AIM OF THE EXERCISE:
Render every line of the items below as a numbered list, skipping blank lines and leaving the pictures out.

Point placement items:
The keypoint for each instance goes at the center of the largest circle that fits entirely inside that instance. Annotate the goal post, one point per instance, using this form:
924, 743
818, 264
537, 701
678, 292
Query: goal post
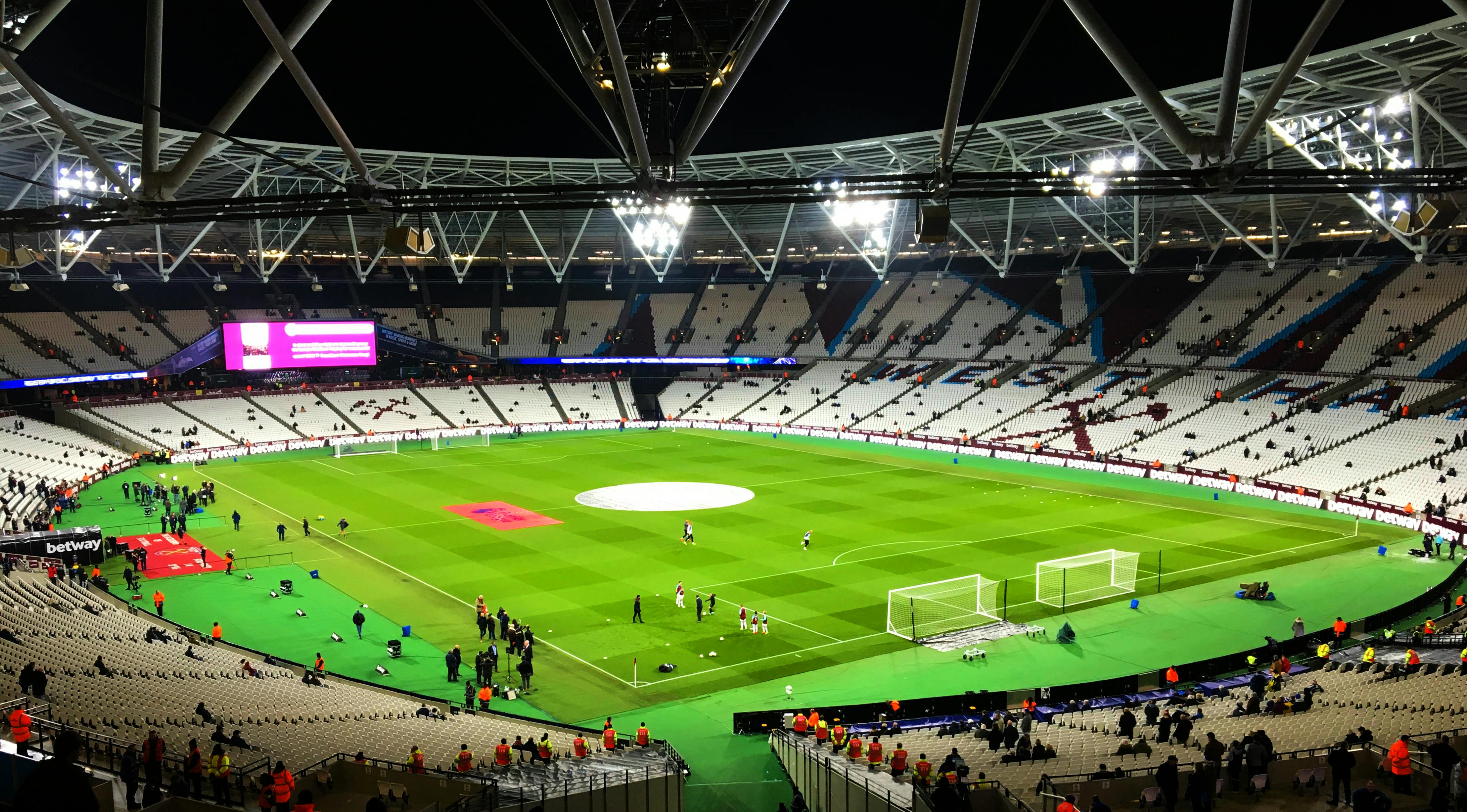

EXPECTED OUTPUT:
1. The keypoint for each instance goes at the center of the largest circle that fits entirely inside that instance. Annotate the goal post, one point per instance, using this form:
2. 924, 743
3. 818, 264
4. 537, 701
5. 678, 292
6. Query: goal post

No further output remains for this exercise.